Problema breve a:
Nos registros, reescreva as linhas entre a que contém "[trace] bark texture" e a que contém "Trace the outline of every instance of the bark", inclusive, trocando "bark texture" por "rough bark" e mantendo todo o restante inalterado.

Texto para leitura:
──────────────────────────────

MISS SÃO PAULO MUDA O PASSO

          Os homens do concurso, não satisfeitos em fazer as moças desfilar com um vestido enorme, pesado (para martírio das candidatas de Mato Grosso, que operou o pé; do Espírito Santo, com o dedão do pé inchado; e de São Paulo, que estava com febre), e depois de maiô, obrigam também as sonhadoras mocinhas usarem traje típico.


          Miss Brasília, a dos prováveis 15 anos, entrou carregando flores por todo o corpo. Miss Minas Gerais estava fantasiada de “esmeralda e ouro”: uma roupa curtinha, tipo maiô, coberta de placas verdes com uma bolinha amarela no centro. Outras carregavam cestas de flores, generosamente distribuídas, para conseguir um pouco mais de torcida. A Miss São Paulo não conseguiu desfilar no mesmo passo que as outras: estava com macacão estilizado de operário, mas carregando na cabeça uma peneira enorme, com maquetas de prédios em cima. Depois que desfilou, foram necessários dois policiais para carregar a peneira com os prédios.

──────────────────────────────

Trechos de dados:
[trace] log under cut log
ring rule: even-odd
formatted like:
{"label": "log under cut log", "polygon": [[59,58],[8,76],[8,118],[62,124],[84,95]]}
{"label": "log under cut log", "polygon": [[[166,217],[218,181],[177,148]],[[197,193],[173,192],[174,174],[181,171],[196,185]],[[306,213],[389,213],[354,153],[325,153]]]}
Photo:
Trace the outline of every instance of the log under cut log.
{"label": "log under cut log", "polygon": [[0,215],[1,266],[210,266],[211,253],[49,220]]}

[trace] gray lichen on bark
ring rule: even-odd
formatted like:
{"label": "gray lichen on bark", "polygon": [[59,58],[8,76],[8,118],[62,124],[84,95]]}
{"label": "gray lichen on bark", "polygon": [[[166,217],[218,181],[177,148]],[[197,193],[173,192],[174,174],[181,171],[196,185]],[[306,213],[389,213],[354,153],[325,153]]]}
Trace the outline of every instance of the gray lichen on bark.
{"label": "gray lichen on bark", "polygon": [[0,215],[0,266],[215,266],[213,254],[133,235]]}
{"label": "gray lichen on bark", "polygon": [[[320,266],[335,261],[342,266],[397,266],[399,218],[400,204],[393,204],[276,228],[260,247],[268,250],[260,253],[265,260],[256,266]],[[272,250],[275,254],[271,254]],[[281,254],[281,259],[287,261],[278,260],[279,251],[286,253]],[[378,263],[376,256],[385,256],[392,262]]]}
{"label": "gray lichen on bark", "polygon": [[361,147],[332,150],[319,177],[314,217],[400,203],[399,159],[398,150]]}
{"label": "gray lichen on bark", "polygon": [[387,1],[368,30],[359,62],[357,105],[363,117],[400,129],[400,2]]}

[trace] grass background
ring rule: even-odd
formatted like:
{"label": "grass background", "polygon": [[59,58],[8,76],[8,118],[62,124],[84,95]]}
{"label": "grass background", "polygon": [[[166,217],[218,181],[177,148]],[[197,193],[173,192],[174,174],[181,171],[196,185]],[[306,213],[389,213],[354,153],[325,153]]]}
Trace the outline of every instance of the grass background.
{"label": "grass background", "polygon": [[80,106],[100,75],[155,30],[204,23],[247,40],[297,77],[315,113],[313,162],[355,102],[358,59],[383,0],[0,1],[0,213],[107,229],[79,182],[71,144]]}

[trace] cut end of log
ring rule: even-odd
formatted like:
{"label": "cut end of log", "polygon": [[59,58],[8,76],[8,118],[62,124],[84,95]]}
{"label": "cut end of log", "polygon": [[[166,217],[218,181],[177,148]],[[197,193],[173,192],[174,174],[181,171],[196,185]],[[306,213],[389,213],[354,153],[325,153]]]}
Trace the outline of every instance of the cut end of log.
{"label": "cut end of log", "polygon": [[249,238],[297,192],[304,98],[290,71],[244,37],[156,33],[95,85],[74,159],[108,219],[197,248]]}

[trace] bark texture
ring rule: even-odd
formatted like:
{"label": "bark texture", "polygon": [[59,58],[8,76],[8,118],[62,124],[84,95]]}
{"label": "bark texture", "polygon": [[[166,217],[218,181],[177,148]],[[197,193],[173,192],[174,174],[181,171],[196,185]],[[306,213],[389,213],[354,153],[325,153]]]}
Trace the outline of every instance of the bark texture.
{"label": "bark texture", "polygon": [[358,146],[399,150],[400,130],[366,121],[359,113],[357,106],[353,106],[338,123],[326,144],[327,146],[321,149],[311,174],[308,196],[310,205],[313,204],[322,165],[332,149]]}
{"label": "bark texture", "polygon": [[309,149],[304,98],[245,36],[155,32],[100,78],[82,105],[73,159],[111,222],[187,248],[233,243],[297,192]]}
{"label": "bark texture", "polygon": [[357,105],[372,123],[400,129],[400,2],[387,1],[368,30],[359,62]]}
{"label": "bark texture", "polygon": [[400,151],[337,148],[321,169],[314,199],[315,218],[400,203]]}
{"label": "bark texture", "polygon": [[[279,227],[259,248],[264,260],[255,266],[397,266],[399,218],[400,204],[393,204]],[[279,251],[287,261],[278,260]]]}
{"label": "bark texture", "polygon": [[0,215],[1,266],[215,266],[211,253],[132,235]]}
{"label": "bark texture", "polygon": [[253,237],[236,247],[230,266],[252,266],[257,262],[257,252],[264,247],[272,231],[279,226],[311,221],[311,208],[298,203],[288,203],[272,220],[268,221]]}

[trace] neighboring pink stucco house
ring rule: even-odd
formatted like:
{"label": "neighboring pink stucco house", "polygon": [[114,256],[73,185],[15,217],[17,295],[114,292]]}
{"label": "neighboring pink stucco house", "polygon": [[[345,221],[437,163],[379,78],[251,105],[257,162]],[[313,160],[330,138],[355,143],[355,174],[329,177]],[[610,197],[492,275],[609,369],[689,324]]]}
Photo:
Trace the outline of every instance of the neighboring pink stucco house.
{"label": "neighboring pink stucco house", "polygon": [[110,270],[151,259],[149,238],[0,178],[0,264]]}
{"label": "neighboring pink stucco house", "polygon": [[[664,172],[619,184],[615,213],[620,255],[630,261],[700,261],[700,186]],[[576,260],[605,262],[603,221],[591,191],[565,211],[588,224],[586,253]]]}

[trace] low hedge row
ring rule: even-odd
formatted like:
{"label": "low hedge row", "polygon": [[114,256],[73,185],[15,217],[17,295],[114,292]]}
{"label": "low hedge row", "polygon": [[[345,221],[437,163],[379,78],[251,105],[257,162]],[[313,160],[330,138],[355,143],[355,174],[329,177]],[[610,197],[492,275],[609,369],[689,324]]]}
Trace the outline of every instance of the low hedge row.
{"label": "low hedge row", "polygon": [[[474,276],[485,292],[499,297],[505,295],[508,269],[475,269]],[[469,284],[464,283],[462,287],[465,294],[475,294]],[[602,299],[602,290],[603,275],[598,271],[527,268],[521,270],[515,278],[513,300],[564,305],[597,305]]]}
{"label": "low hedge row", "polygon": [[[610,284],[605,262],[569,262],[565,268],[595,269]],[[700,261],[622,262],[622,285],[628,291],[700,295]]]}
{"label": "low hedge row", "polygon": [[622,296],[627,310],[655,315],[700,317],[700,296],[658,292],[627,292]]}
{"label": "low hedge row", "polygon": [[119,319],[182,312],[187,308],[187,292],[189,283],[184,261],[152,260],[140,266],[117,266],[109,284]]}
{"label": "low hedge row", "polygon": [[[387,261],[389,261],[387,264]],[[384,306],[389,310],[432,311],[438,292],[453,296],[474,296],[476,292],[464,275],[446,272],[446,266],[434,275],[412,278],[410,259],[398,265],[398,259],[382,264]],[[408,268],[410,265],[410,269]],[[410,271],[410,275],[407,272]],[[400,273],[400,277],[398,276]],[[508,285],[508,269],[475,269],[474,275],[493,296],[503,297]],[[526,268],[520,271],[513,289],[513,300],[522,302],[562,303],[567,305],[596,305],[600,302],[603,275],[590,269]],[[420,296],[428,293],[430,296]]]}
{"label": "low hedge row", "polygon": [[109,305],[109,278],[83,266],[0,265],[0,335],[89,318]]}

──────────────────────────────

Problema breve b:
Segundo o texto sobre o concurso de miss, o que a Miss São Paulo levava na cabeça durante o desfile?

Resultado correto a:
[trace] rough bark
ring rule: even-odd
formatted like:
{"label": "rough bark", "polygon": [[59,58],[8,76],[8,118],[62,124],[84,95]]}
{"label": "rough bark", "polygon": [[[166,217],[218,181],[177,148]],[[197,193],[173,192],[174,174],[181,171],[196,185]],[[306,213],[389,213],[354,153],[325,153]]]}
Trace the outline of every instance of the rough bark.

Resultado correto b:
Uma peneira enorme, com maquetas de prédios em cima.